---------- Bloco de texto ----------

Por Antonio Carlos Mazzeo
Maquiavel dizia que a virtude (virtùs) é fundamental para o governo do príncipe. Seu olhar direcionava-se para um mundo em construção, o mundo burguês que se descortinava e construía normas de organização ideológica e política. Aliás, a política constitui o centro de suas preocupações e a virtude do governante a base da política. Um dos grande estudiosos de Maquiavel, Lucio Villari, agudamente acentua a dramaticidade do período de afirmação societal da burguesia, onde o projeto maquiaveliano de Estado tenta operar como uma "obra de arte" mas com fria lógica, juntamente com a imaginação e improvisação. A ideia maquiaveliana da força política revolvente e envolvente constitui a "necessária criatividade que deve compor essencialmente a virtùs do governante.
No mundo moderno, como acentuou Gramsci, o príncipe só pode existir como príncipe intelectual-coletivo (o Partido político de novo-tipo), aquele em que a virtùs materializa-se coletivamente, quando "encarna", entende e expressa a vontade coletiva, na perspectiva da maioria do povo, os trabalhadores (Note sul Machiavelli). A leitura leninista de Gramsci da organização política pressupõe a organização da cultura, como construção de uma hegemonia para uma nova forma de sociabilidade. Era a contrapartida gramsciana às posições de Georges Sorel, para quem o príncipe deveria ser a figura mítica inspiradora e doutrinária da política. Ao limite, um líder (condottiero) fantasioso e inexistente na realidade histórica com fins de cooptação ideológica para uma "ética" abstrata e principista. Sorel insistia que esse condotiero não estava na organização (da vontade coletiva) dos trabalhadores; não encontrava-se na finalidade (teleologia) do movimento social, mas na prática pois a vontade já era atuante por si mesma! Na perspectiva soreliana, o único válido é a vontade espontânea, não organizada.

----------

Transcreva na íntegra o texto acima sobre Maquiavel e Gramsci, sem alterar palavra alguma nem a pontuação.

---------- Material fornecido ----------

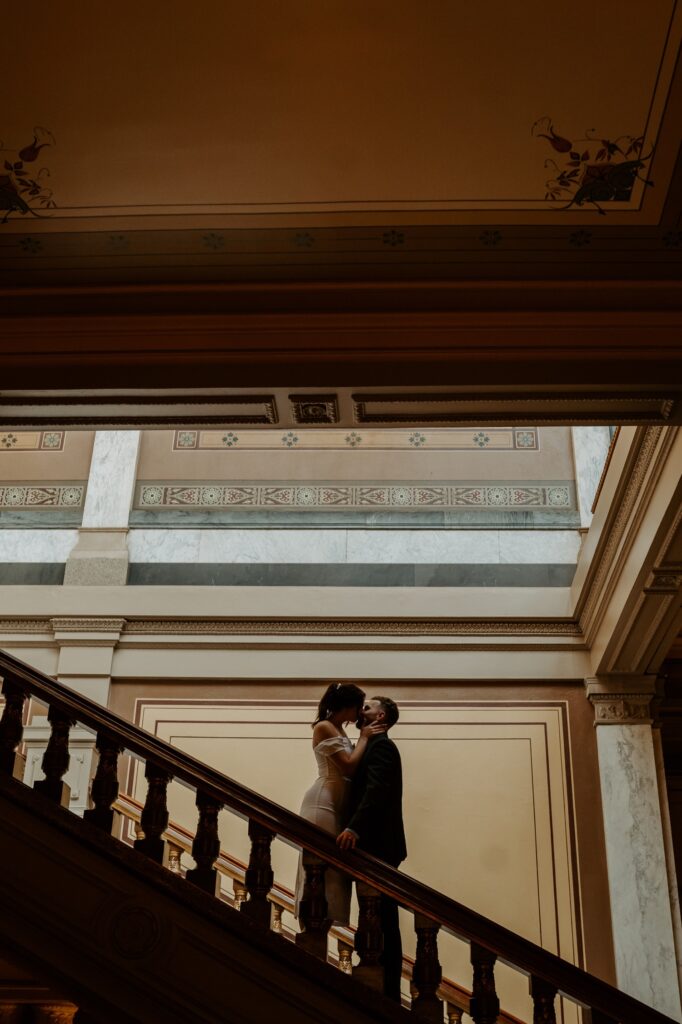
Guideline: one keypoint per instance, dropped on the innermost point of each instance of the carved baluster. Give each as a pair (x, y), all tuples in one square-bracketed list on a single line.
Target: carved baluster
[(11, 729), (57, 1014), (597, 1017), (427, 973), (240, 894), (369, 938), (174, 860), (206, 847), (104, 786), (345, 956), (484, 1005), (278, 910), (259, 875), (312, 910), (543, 1001), (154, 819), (454, 1013), (55, 759)]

----------

* Tarefa concluída:
Por Antonio Carlos Mazzeo
Maquiavel dizia que a virtude (virtùs) é fundamental para o governo do príncipe. Seu olhar direcionava-se para um mundo em construção, o mundo burguês que se descortinava e construía normas de organização ideológica e política. Aliás, a política constitui o centro de suas preocupações e a virtude do governante a base da política. Um dos grande estudiosos de Maquiavel, Lucio Villari, agudamente acentua a dramaticidade do período de afirmação societal da burguesia, onde o projeto maquiaveliano de Estado tenta operar como uma "obra de arte" mas com fria lógica, juntamente com a imaginação e improvisação. A ideia maquiaveliana da força política revolvente e envolvente constitui a "necessária criatividade que deve compor essencialmente a virtùs do governante.
No mundo moderno, como acentuou Gramsci, o príncipe só pode existir como príncipe intelectual-coletivo (o Partido político de novo-tipo), aquele em que a virtùs materializa-se coletivamente, quando "encarna", entende e expressa a vontade coletiva, na perspectiva da maioria do povo, os trabalhadores (Note sul Machiavelli). A leitura leninista de Gramsci da organização política pressupõe a organização da cultura, como construção de uma hegemonia para uma nova forma de sociabilidade. Era a contrapartida gramsciana às posições de Georges Sorel, para quem o príncipe deveria ser a figura mítica inspiradora e doutrinária da política. Ao limite, um líder (condottiero) fantasioso e inexistente na realidade histórica com fins de cooptação ideológica para uma "ética" abstrata e principista. Sorel insistia que esse condotiero não estava na organização (da vontade coletiva) dos trabalhadores; não encontrava-se na finalidade (teleologia) do movimento social, mas na prática pois a vontade já era atuante por si mesma! Na perspectiva soreliana, o único válido é a vontade espontânea, não organizada.